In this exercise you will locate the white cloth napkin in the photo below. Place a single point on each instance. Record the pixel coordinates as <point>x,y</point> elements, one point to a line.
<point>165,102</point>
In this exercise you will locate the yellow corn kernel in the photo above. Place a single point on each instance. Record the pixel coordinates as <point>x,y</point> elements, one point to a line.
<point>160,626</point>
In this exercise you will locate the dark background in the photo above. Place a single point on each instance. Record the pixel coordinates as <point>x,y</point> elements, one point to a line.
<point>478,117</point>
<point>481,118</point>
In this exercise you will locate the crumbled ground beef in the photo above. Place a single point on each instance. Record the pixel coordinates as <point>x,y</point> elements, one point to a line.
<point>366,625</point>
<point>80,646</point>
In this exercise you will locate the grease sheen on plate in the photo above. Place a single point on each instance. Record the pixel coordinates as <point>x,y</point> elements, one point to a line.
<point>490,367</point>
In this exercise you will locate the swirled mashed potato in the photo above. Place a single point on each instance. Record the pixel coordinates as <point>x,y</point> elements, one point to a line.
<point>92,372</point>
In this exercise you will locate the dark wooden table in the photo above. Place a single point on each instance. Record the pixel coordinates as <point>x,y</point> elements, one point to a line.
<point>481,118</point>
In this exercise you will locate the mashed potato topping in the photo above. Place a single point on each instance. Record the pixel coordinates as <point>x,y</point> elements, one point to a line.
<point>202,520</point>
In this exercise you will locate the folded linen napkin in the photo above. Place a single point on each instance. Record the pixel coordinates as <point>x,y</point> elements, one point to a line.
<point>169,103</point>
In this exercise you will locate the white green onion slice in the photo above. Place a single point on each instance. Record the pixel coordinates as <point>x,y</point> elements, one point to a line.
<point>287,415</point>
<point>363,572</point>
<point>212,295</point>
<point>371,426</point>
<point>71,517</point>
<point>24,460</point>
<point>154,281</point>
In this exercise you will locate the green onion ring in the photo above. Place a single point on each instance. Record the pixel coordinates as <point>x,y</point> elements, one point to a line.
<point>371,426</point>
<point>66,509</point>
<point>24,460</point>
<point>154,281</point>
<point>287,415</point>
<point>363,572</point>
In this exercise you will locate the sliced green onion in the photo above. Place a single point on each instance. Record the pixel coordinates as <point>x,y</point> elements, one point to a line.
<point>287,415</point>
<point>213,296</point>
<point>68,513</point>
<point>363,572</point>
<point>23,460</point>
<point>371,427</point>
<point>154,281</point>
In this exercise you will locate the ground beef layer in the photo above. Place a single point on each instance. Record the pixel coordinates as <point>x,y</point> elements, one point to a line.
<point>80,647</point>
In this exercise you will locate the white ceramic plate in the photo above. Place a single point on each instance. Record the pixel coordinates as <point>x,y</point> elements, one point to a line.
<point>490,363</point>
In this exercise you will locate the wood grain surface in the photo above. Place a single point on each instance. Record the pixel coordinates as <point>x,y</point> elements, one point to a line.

__________

EXERCISE:
Restate the records above exactly.

FINISHED EXERCISE:
In this exercise you will locate the white cloth napkin in the photo below. Place a single point on each instance. Record the pixel coordinates as <point>x,y</point> elements, one point to a line.
<point>165,102</point>
In this exercise you will locate the yellow corn kernel in the photo above. Place a single point on each instance. Record the pixel coordinates as <point>x,y</point> elements, one point to a line.
<point>160,626</point>
In this exercise you will locate the dark background in the photo above. Place a single point on each instance. Record the pixel coordinates as <point>x,y</point> elements, one point to a line.
<point>478,117</point>
<point>481,118</point>
In this exercise you will locate the crumbled ground beef in the photo above. Place a single point on each instance. Record the pixel coordinates as <point>x,y</point> elements, one point to a line.
<point>366,625</point>
<point>80,646</point>
In this exercise you will locate the grease sheen on plate in the photo above. Place a single point on each instance. Record the pixel coordinates as <point>x,y</point> elements, one point to a line.
<point>490,367</point>
In this exercise you will locate the swirled mashed potato in the photo above. Place a single point on each instance. Record the pixel coordinates as <point>x,y</point> elements, one point to a line.
<point>92,372</point>
In this exercise you will locate the dark wooden table in the photo above. Place a single point on each instance. Record the pixel coordinates as <point>x,y</point> elements, one point to a line.
<point>481,118</point>
In this exercise you will locate the mashed potato topping in the photo above. Place a single point on each instance. Record the pixel coordinates as <point>x,y</point> elements, one point to a line.
<point>202,520</point>
In this exercise you will locate the folded linen napkin in the photo above. Place a single point on each instance. Record the pixel coordinates as <point>x,y</point> elements, one point to a line.
<point>169,103</point>
In this exercise you will locate the white green onion slice in the photo above. Place a single point on each instance. Record the pixel coordinates as <point>x,y</point> elements, one point to a line.
<point>287,415</point>
<point>363,572</point>
<point>212,295</point>
<point>371,426</point>
<point>71,517</point>
<point>24,460</point>
<point>154,281</point>
In this exercise you will locate the green onion ring in the photo above. Place a single point on each instance. Record the pixel coordinates as <point>x,y</point> elements, one point to a line.
<point>371,426</point>
<point>66,509</point>
<point>24,460</point>
<point>154,281</point>
<point>287,415</point>
<point>363,572</point>
In this exercise you will locate the sliced green onion in the photo above. Place a single point on each instance. Record the pixel coordinates as <point>x,y</point> elements, one point to a line.
<point>287,415</point>
<point>213,296</point>
<point>68,513</point>
<point>363,572</point>
<point>23,460</point>
<point>371,427</point>
<point>154,281</point>
In this exercise you will locate the ground beef layer in the photo above. Place a single point on each instance. Record the pixel coordinates as <point>x,y</point> elements, one point to a line.
<point>80,647</point>
In this exercise you will locate the white ceramic plate in the photo above. Place a single point on each instance. Record the pixel coordinates as <point>x,y</point> elements, one point to a line.
<point>490,363</point>
In this exercise you will locate the wood grain surface in the photo above. Place a single point on each instance. Record the pixel coordinates as <point>x,y</point> elements, one point to a line.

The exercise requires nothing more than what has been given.